What is being asked: Replace "rough mask" with "coarse mask" in the rows from the start through the line containing "positive clicks: (904, 549) (942, 267)", and write out those lines again with everything else unchanged.

=== Working data ===

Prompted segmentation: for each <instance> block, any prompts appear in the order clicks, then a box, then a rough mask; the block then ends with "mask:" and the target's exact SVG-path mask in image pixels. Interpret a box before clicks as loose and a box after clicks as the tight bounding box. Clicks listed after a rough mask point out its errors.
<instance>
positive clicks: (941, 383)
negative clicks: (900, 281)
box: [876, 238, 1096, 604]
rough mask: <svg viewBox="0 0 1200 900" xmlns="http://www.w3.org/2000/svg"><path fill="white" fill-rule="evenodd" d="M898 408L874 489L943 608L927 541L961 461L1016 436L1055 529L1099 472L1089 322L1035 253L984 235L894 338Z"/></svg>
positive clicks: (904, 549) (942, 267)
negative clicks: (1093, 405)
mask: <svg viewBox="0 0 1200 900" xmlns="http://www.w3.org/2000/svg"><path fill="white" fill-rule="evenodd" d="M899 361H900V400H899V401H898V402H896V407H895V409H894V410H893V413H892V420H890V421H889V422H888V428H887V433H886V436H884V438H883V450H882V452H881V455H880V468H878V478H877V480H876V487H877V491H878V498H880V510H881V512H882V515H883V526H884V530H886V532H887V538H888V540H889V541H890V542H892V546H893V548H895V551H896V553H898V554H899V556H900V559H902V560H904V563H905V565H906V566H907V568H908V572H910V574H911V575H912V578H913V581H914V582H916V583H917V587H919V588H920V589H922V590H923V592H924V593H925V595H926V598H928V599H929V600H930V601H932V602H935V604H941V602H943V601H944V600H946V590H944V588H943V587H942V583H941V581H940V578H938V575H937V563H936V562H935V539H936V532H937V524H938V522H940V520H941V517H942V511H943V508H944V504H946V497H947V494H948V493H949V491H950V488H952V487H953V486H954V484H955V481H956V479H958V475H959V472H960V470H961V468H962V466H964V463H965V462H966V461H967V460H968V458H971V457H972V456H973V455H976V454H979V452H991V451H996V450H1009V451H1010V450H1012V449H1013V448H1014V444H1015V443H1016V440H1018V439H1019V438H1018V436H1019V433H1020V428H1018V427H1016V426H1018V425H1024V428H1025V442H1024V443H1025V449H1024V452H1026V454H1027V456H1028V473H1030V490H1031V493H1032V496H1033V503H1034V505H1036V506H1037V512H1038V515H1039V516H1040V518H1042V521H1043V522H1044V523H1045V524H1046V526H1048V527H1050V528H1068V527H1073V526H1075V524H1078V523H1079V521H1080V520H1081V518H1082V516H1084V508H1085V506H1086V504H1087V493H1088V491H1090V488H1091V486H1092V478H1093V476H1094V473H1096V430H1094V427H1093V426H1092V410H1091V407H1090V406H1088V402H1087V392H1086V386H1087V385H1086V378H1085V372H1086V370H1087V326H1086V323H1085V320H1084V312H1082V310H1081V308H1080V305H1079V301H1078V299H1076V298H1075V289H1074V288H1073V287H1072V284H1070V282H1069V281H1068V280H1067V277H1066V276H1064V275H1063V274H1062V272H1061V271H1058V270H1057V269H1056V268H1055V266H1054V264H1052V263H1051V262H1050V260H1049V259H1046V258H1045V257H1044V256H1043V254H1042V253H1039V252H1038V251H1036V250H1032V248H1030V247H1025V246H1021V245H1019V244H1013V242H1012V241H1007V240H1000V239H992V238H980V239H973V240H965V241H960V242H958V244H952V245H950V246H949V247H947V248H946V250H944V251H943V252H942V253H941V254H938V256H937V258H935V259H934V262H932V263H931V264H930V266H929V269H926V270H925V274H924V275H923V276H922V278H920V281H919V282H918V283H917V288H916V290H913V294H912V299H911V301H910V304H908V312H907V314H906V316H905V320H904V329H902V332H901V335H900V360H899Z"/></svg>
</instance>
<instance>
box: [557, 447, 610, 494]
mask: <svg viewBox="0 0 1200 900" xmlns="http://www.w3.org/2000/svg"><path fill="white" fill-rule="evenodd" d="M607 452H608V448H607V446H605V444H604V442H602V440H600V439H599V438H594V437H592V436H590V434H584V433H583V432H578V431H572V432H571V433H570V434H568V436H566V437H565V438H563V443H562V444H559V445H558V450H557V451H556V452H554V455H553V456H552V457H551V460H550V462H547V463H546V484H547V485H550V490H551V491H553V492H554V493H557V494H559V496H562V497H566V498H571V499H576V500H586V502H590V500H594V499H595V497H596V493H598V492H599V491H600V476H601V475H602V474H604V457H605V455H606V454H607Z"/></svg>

===

Response to the task:
Prompted segmentation: for each <instance> block, any prompts appear in the order clicks, then a box, then a coarse mask; the block then ends with "mask:" and the target's exact SVG-path mask in image pixels. Interpret a box before clicks as loose and a box after clicks as the tight bounding box. Clicks listed after a coarse mask point out its errors.
<instance>
positive clicks: (941, 383)
negative clicks: (900, 281)
box: [876, 238, 1096, 604]
coarse mask: <svg viewBox="0 0 1200 900" xmlns="http://www.w3.org/2000/svg"><path fill="white" fill-rule="evenodd" d="M898 408L874 489L943 608L927 541L961 461L1016 436L1055 529L1099 472L1089 322L1035 253L984 235L894 338Z"/></svg>
positive clicks: (904, 549) (942, 267)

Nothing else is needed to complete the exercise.